> Task instructions:
Restate exactly, and only, the lines from the one containing "Given the image above, the detector locates the curving" through the end of the entries, keeping both endpoints.

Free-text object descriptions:
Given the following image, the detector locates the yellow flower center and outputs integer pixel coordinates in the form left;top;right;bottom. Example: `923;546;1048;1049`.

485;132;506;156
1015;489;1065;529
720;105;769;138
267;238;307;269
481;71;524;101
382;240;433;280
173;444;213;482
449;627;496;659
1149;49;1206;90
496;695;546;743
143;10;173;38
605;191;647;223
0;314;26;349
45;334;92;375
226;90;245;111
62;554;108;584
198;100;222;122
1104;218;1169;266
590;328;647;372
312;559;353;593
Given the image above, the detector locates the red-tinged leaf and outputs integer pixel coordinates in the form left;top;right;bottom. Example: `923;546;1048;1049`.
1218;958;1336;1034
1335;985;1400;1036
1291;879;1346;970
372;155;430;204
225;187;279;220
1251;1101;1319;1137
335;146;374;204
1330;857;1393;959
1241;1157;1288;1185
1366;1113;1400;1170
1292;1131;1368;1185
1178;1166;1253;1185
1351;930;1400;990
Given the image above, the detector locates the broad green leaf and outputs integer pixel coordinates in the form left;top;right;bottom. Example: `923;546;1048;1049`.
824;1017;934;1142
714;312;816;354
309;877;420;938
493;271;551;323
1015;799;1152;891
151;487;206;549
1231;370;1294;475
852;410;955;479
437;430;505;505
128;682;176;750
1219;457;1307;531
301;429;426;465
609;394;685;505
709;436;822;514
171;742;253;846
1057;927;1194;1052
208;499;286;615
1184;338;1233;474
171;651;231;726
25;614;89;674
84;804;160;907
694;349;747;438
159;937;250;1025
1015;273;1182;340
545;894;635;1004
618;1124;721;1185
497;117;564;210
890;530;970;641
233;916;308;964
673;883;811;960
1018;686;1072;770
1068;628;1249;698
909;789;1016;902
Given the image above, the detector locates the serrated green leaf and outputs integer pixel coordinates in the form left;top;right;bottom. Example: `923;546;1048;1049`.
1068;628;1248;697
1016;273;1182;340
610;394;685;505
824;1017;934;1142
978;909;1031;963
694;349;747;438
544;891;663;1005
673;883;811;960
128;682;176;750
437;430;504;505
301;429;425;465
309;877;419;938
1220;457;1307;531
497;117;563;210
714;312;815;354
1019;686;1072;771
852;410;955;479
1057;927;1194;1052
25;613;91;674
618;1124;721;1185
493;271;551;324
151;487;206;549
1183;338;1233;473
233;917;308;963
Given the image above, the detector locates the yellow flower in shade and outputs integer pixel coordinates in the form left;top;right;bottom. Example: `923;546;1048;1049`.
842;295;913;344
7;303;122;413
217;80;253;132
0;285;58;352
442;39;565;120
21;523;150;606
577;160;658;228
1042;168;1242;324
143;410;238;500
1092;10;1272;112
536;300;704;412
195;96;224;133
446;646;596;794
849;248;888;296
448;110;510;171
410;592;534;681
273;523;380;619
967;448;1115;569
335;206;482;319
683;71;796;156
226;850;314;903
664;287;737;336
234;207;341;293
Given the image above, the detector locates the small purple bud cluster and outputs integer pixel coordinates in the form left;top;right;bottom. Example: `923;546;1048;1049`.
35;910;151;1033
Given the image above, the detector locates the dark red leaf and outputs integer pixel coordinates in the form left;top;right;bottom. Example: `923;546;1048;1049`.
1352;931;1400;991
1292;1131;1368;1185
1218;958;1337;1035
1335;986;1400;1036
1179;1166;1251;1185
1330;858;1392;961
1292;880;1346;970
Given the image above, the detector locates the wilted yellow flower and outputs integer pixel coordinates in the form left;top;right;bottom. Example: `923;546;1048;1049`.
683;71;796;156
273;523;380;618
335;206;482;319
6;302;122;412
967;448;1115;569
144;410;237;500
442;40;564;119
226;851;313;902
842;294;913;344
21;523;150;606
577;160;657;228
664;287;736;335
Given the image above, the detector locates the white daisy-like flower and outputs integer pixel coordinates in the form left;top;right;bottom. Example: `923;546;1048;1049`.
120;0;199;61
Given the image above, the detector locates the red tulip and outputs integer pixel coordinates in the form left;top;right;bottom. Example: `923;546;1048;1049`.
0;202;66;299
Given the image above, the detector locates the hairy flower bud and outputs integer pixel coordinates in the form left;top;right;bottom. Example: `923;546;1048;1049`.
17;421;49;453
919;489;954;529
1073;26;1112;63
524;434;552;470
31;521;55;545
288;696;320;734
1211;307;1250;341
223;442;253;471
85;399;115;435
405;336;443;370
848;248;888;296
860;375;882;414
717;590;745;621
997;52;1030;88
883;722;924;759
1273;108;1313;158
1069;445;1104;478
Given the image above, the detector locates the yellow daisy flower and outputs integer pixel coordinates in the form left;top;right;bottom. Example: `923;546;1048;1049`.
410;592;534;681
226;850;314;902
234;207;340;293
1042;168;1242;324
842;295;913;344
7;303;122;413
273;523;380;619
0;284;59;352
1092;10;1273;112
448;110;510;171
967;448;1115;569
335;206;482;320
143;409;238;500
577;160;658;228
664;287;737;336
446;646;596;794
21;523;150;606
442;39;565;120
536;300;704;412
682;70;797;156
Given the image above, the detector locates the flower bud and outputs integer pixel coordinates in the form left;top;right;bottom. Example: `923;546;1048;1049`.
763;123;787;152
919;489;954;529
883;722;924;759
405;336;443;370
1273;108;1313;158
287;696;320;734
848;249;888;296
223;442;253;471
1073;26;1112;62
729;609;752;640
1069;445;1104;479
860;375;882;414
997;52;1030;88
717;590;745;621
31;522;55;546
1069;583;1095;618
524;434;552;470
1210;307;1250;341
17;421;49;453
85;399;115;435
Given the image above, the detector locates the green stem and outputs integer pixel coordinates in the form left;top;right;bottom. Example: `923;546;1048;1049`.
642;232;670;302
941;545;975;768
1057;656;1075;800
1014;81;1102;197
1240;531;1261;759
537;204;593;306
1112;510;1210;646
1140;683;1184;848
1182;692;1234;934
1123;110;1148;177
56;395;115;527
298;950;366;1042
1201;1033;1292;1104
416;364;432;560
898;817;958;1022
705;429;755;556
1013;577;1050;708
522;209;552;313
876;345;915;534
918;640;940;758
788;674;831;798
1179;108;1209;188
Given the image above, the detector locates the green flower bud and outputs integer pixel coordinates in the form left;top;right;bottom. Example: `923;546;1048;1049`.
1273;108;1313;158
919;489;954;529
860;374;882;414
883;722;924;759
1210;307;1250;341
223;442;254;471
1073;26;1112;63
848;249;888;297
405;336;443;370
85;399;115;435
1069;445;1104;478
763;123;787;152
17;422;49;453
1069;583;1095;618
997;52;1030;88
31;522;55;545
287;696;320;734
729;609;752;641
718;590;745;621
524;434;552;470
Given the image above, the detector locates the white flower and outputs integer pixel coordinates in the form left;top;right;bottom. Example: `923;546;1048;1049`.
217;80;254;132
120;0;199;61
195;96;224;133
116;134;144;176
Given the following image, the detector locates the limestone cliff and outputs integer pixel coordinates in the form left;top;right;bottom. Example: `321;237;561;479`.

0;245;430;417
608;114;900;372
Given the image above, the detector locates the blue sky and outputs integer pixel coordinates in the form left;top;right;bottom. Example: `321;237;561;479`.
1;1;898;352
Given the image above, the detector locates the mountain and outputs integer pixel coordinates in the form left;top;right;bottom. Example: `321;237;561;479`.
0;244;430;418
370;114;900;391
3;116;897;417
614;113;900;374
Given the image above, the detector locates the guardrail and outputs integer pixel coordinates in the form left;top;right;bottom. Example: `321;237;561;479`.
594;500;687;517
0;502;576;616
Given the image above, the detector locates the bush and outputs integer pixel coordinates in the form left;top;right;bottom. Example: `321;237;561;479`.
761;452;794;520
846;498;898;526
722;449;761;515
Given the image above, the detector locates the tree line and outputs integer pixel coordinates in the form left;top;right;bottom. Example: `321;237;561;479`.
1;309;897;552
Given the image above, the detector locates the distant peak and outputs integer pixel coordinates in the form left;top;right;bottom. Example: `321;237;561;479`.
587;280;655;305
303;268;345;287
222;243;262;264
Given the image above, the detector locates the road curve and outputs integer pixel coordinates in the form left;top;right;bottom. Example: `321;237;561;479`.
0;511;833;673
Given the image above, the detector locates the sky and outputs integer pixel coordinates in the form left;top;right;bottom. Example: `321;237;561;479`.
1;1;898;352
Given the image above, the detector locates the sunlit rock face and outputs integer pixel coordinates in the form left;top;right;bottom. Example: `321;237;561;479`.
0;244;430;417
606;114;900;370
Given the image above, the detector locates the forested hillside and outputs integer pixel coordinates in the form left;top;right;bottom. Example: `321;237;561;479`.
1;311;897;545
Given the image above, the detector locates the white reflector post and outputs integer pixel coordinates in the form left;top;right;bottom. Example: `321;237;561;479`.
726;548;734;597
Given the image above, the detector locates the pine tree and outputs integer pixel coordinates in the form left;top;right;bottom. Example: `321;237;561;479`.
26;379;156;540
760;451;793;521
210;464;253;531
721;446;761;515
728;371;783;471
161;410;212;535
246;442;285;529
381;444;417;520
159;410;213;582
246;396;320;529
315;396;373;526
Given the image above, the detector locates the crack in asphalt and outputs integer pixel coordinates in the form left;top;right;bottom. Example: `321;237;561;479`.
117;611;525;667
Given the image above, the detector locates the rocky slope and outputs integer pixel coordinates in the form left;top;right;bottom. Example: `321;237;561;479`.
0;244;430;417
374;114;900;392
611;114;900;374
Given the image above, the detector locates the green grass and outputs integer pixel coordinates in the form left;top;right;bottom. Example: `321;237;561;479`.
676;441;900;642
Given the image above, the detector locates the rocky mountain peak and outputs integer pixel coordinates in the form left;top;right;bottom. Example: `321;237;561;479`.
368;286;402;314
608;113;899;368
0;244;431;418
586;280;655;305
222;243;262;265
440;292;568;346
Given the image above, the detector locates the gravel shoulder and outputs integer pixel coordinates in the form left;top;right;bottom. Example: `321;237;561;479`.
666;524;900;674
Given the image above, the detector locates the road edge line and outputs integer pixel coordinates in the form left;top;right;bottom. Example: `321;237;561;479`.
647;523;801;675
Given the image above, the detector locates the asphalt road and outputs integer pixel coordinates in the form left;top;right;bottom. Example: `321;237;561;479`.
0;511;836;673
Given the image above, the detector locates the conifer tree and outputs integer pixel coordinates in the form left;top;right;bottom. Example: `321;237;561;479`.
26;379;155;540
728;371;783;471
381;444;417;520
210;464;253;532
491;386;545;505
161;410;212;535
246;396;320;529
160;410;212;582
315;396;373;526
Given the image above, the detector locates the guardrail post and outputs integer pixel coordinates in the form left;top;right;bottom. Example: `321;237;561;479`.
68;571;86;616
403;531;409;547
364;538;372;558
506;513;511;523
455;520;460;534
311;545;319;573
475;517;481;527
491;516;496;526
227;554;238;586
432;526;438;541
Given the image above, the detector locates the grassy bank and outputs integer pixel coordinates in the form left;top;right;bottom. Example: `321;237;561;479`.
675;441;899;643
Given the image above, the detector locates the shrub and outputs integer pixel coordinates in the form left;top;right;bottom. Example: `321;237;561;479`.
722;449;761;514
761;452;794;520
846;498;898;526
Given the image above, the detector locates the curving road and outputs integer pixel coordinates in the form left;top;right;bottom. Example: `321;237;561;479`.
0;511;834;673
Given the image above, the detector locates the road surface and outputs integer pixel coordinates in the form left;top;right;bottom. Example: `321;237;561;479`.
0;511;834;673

> Solution:
Given the image above, the detector locates the curving road and outputs integer pixel coordinates in the form left;top;right;bottom. Example: `321;237;561;479`.
0;511;834;673
Given the image above, the detector locates the road surface and outputs integer pixel coordinates in the form left;top;right;bottom. Example: `321;237;561;479`.
0;511;834;673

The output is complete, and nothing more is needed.